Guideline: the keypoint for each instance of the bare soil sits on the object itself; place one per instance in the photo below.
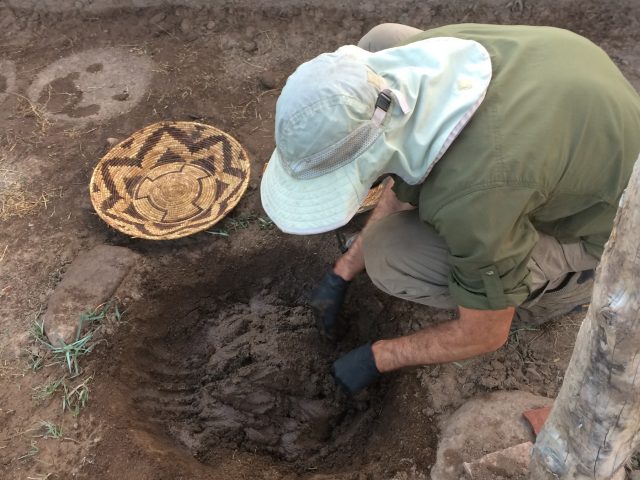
(216, 369)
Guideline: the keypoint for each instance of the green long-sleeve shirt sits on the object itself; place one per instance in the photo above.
(550, 149)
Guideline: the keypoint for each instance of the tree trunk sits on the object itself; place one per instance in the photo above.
(594, 426)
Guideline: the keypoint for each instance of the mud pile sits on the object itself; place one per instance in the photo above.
(259, 381)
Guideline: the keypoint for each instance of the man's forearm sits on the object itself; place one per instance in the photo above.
(475, 332)
(352, 261)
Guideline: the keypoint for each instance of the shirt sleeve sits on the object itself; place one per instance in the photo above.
(490, 239)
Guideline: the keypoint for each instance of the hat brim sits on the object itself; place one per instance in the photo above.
(315, 205)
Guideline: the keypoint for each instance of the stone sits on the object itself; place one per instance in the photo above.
(484, 425)
(250, 46)
(537, 418)
(90, 280)
(512, 463)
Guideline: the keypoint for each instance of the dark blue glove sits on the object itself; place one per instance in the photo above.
(356, 369)
(326, 301)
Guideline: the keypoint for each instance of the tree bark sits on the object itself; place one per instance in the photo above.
(594, 426)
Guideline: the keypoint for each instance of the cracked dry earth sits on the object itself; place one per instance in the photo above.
(216, 370)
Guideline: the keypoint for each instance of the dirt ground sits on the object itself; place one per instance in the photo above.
(215, 369)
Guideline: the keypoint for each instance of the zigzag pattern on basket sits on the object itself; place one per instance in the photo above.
(170, 180)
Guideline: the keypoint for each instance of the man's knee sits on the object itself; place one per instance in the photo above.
(405, 258)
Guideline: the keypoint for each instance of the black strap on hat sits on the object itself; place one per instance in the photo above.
(383, 102)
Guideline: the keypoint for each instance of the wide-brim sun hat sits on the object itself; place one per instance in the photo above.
(348, 117)
(170, 180)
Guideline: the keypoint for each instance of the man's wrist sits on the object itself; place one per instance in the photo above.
(379, 356)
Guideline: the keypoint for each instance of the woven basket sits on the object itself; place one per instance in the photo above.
(170, 180)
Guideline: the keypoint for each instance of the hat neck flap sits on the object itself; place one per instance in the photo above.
(437, 85)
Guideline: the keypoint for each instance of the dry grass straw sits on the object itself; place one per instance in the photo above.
(28, 109)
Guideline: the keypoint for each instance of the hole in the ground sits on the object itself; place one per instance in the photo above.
(238, 364)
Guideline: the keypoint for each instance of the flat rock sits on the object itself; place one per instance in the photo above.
(90, 280)
(481, 426)
(511, 463)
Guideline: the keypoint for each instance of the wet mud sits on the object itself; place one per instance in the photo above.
(258, 379)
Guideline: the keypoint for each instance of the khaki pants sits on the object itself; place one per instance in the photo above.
(405, 257)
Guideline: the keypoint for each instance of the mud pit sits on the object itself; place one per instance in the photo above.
(218, 371)
(253, 377)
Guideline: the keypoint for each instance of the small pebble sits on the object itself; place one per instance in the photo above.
(267, 80)
(250, 46)
(157, 18)
(185, 25)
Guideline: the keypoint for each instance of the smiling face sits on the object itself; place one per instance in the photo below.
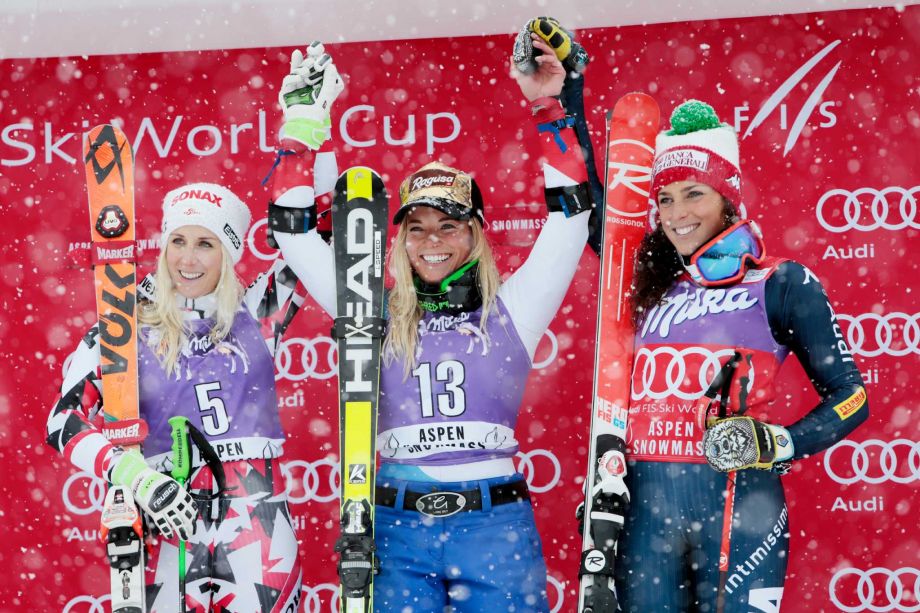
(691, 213)
(193, 258)
(436, 243)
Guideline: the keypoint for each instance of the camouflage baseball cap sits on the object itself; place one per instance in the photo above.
(441, 187)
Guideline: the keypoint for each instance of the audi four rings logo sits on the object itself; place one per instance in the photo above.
(873, 461)
(871, 335)
(877, 589)
(867, 208)
(664, 371)
(542, 474)
(83, 493)
(308, 481)
(87, 604)
(301, 358)
(319, 481)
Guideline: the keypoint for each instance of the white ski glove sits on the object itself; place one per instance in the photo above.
(162, 499)
(736, 443)
(610, 496)
(307, 94)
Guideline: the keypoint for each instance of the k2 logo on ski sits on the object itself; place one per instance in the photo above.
(357, 473)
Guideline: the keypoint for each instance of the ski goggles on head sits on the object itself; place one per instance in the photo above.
(726, 258)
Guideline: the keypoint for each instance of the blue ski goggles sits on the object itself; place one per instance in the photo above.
(726, 258)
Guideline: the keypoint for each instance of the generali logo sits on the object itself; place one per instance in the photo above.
(778, 101)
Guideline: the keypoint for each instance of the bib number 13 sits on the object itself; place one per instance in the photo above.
(214, 419)
(450, 403)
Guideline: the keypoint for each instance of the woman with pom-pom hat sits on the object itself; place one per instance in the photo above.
(715, 317)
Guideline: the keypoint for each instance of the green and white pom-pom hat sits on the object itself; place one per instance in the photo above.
(698, 147)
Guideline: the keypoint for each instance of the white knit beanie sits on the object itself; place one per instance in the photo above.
(700, 148)
(210, 206)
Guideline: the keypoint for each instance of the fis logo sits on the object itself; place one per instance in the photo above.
(357, 473)
(777, 101)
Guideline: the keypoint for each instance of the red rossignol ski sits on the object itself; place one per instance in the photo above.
(631, 133)
(109, 162)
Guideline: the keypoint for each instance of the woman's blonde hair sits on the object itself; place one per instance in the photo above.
(402, 305)
(168, 332)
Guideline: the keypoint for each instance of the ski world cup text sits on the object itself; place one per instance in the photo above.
(26, 142)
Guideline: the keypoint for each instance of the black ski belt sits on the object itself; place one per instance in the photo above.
(441, 503)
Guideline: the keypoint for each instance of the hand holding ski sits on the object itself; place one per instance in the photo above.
(166, 503)
(546, 79)
(307, 94)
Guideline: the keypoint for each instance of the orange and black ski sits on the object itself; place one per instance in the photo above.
(109, 162)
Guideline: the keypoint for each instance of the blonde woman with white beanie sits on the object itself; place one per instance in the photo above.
(206, 351)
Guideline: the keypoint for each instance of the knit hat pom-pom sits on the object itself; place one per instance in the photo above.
(693, 116)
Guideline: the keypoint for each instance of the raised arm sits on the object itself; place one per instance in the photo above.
(535, 291)
(306, 171)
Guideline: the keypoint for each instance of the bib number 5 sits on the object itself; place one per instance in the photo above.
(213, 412)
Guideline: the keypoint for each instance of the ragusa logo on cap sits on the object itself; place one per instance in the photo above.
(429, 178)
(198, 194)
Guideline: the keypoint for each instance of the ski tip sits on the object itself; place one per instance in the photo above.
(360, 182)
(106, 134)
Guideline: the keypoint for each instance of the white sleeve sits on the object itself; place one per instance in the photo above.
(311, 259)
(535, 291)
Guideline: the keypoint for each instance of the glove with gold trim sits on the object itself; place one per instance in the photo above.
(736, 443)
(572, 55)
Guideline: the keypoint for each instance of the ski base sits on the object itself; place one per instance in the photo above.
(630, 150)
(359, 229)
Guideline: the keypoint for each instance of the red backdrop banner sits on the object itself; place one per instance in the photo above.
(827, 108)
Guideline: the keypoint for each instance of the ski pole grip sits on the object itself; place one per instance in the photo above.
(181, 457)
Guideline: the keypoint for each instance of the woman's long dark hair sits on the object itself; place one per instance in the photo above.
(657, 267)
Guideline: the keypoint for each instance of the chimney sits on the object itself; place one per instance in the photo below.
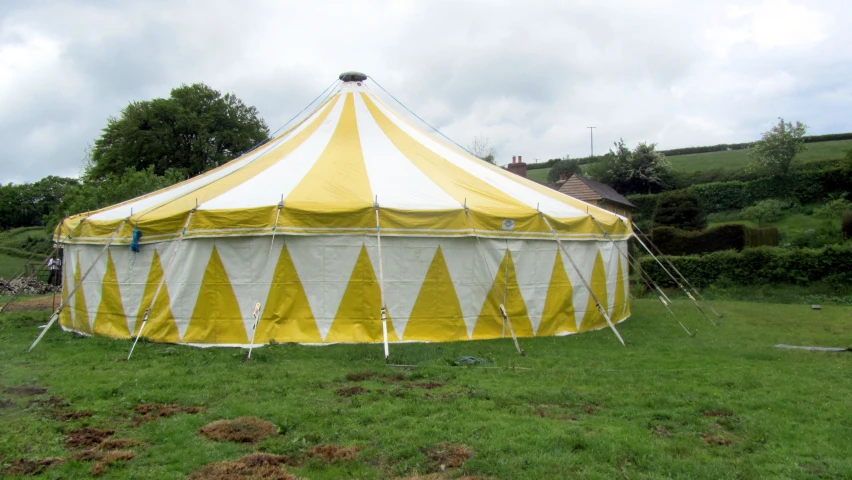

#####

Given exercise >>
Give all the rows above as a JSON list of strings, with one string per line and no blank lines. Leave the pictures out of your answer.

Answer >>
[
  "Guideline: the keypoint for each instance of the bare soil sits on the object itself; place one per instance in the photo below.",
  "(216, 369)",
  "Guideline: the keypoint for each instance of the green long-sleeve shirt sits on the object itself; place one per instance in the photo above.",
  "(550, 149)",
  "Guideline: the keypoint for each instance of the tree trunk sits on the object itself; place one per instance in the photo above.",
  "(594, 426)",
  "Guideline: the keypoint for each instance of the mud pile sits on the object itself; place one per instance in the photo above.",
  "(259, 381)",
  "Guideline: the keypoint for each instance of the man's forearm sits on the object itself; place one per instance in the photo above.",
  "(475, 332)",
  "(352, 261)",
  "Guideline: the keypoint for each instance of the shirt sleeve sits on the object itself; place one per instance in the photo above.",
  "(490, 239)",
  "Guideline: the keypoint for each instance of the hat brim sits on the object itself; place one per instance in the photo above.",
  "(315, 205)",
  "Guideline: the keypoint for each instance of the stone sits on the object itself; place one per instance in the photo above.",
  "(484, 425)",
  "(250, 46)",
  "(537, 418)",
  "(90, 280)",
  "(512, 463)",
  "Guideline: the keypoint for each instance of the dark blue glove sits on the object itself; place one per instance in the photo above.",
  "(356, 369)",
  "(326, 301)",
  "Guideline: the keypoint for each instance of the tree bark sits on the object itself; place one per instance in the photo above.",
  "(594, 426)",
  "Guideline: the keypoint for each instance of the cracked dry earth sits on the object itself; place one per instance in the photo above.",
  "(216, 370)",
  "Guideline: the keypoint for each instance of the dirt ground sits on the object itself; place one per instance in the photo above.",
  "(215, 369)",
  "Guideline: the keypoint for each instance of the zigzag pattern on basket sits on the object itself; place one per instance in the photo above.",
  "(170, 180)",
  "Guideline: the keypoint for each instance of the man's knee sits on the object itself; place one per instance in the photo above.",
  "(405, 258)",
  "Guideline: the keypoint for each instance of the black strap on hat sits on the object itself; place one per instance in the photo above.",
  "(383, 102)",
  "Guideline: the keypoint for each instance of the wide-brim sun hat sits on the object itself; place one per instance in the photo above.",
  "(348, 117)",
  "(170, 180)",
  "Guideline: the keypoint for each instance of the man's wrist sits on the object itself; place one per instance in the photo above.",
  "(379, 356)",
  "Guideline: the keypoint for each instance of the woven basket sits on the object itself; place one per instance in the photo above.",
  "(170, 180)",
  "Guideline: the keypoint for each instance of the hat neck flap sits on the object itself; place one per instance in the photo above.",
  "(437, 85)",
  "Guideline: the keypoint for each instance of the dry grass straw sits on the object itself; place one per instance in the photo above.",
  "(28, 109)",
  "Guideline: the keypoint for each instance of the hole in the ground sits on the object itself; place one per instance in the photo above.",
  "(238, 364)",
  "Guideline: the keypoint for each instance of the flat rock sits on the object itself; place one per instance in the photo above.",
  "(90, 280)",
  "(481, 426)",
  "(511, 463)",
  "Guideline: the keypoint for each instance of the wet mud sits on the object itself; place one per instance in the photo above.",
  "(258, 379)",
  "Guideline: the keypoint for each instance of the khaki pants sits on the object itself; place one per instance in the photo above.",
  "(405, 257)",
  "Guideline: the keypoint for each instance of the mud pit sits on the object itself; place one per instance in the photo above.",
  "(218, 371)",
  "(253, 377)",
  "Guideline: the keypoint for each instance of the small pebble sits on the object itself; place one per instance in the photo above.",
  "(267, 80)",
  "(250, 46)",
  "(157, 18)",
  "(185, 25)",
  "Guideline: the keypoint for each instance of the smiling face sits on the object itself; place one per instance in the photo below.",
  "(691, 213)",
  "(193, 258)",
  "(436, 243)",
  "Guideline: the keypoint for each instance of the camouflage baseball cap sits on the object itself; place one per instance in the photo above.",
  "(441, 187)",
  "Guideline: the keypoint for each instance of the audi four rings logo sits on the object itself; place one per instance in the photo above.",
  "(873, 461)",
  "(871, 335)",
  "(877, 589)",
  "(867, 208)",
  "(664, 371)",
  "(542, 474)",
  "(83, 493)",
  "(308, 481)",
  "(87, 604)",
  "(301, 358)",
  "(319, 481)",
  "Guideline: the keypoint for each instance of the white ski glove sits on the object itself; place one per instance in the photo above.",
  "(162, 499)",
  "(736, 443)",
  "(610, 496)",
  "(307, 94)",
  "Guideline: the keypoint for each instance of the k2 logo on ski sits on the object itself; place one per instance in the photo above.",
  "(357, 473)",
  "Guideline: the keypoint for each instance of the ski goggles on head sits on the object itself; place one per instance in the photo above.",
  "(726, 258)",
  "Guideline: the keypoint for each instance of the blue ski goggles sits on the object itself; place one per instance in the photo above.",
  "(726, 258)",
  "Guideline: the keypoint for each instance of the generali logo sits on the object itself; place one per instance in the photo above.",
  "(778, 101)",
  "Guideline: the keypoint for each instance of the bib number 13 sits on the object itself; place one per instance in the photo above.",
  "(214, 419)",
  "(450, 403)",
  "Guideline: the keypoint for each instance of the woman with pom-pom hat sits on the object itself; place one per instance in the photo above.",
  "(715, 317)",
  "Guideline: the keypoint for each instance of the green and white pom-pom hat sits on the object itself; place one per instance in the photo above.",
  "(698, 147)",
  "Guideline: the keypoint for each instance of the white knit beanie sits on the object itself; place one per instance in the photo above.",
  "(700, 148)",
  "(210, 206)",
  "Guideline: the keypoint for each instance of the fis logo sits on the object itself; place one per instance in the photo above.",
  "(357, 473)",
  "(777, 101)",
  "Guideline: the keypoint for each instance of the red rossignol ski sits on the object itself; place one per instance in the photo above.",
  "(631, 133)",
  "(109, 162)",
  "Guideline: the keypoint for each instance of the woman's blonde hair sits on the object itself; place one per instance in the photo above.",
  "(402, 305)",
  "(168, 332)",
  "Guideline: the keypoint for each instance of the ski world cup text sits on the object itself; place one per instance in the photo above.",
  "(26, 142)",
  "Guideline: the keypoint for each instance of the black ski belt sits on the object itself; place one per instance in the photo above.",
  "(441, 503)",
  "Guideline: the keypoint for each instance of the hand holding ski sits on the object itself; place one per instance in the photo above.",
  "(166, 503)",
  "(546, 79)",
  "(307, 94)",
  "Guideline: the keypoint for each instance of the orange and black ski sits on the object itself; place one per instance in the photo above.",
  "(109, 162)",
  "Guideline: the keypoint for each instance of the blonde woman with white beanie sits on the object itself; place one per instance in the photo above.",
  "(206, 351)",
  "Guideline: the keypoint for each instance of the knit hat pom-pom sits on the object itself; place one per instance in the photo above.",
  "(693, 116)",
  "Guideline: the keypoint for each instance of the raised arm sits on the object itself; place one per instance in the photo above.",
  "(535, 291)",
  "(306, 171)",
  "Guideline: the keypoint for each instance of the bib number 5 sits on the object itself; place one per instance in the photo above.",
  "(213, 412)",
  "Guideline: the keypoint for each instance of the ragusa logo on cap sits on the object itself; place one per instance in the photo above.",
  "(429, 178)",
  "(198, 194)",
  "Guideline: the keypoint for each instance of the ski tip sits on the object itself; place one per instance in the photo above.",
  "(360, 182)",
  "(106, 134)",
  "Guideline: the keypoint for each instance of the white sleeve sits on the object itself; place one per instance in the photo above.",
  "(311, 259)",
  "(535, 291)",
  "Guideline: the keypoint for each instance of the glove with gold trim sits on the object itself; place one per instance in the photo above.",
  "(736, 443)",
  "(572, 55)",
  "Guideline: the keypoint for each instance of the ski base sits on the object itself; place one per instance in the photo above.",
  "(630, 150)",
  "(359, 229)",
  "Guideline: the keypoint for each instance of the red backdrop banner sits on the object itself; place one per instance in the photo above.",
  "(827, 108)",
  "Guideline: the keypoint for each instance of the ski pole grip sits on the object itself; place one per instance in the photo above.",
  "(181, 457)",
  "Guideline: the keypoint for each instance of the woman's long dark hair sits on the object itself; place one per instance in the photo above.",
  "(657, 267)",
  "Guideline: the keypoint for each instance of the chimney sits on the object itself; place one per instance in the photo below."
]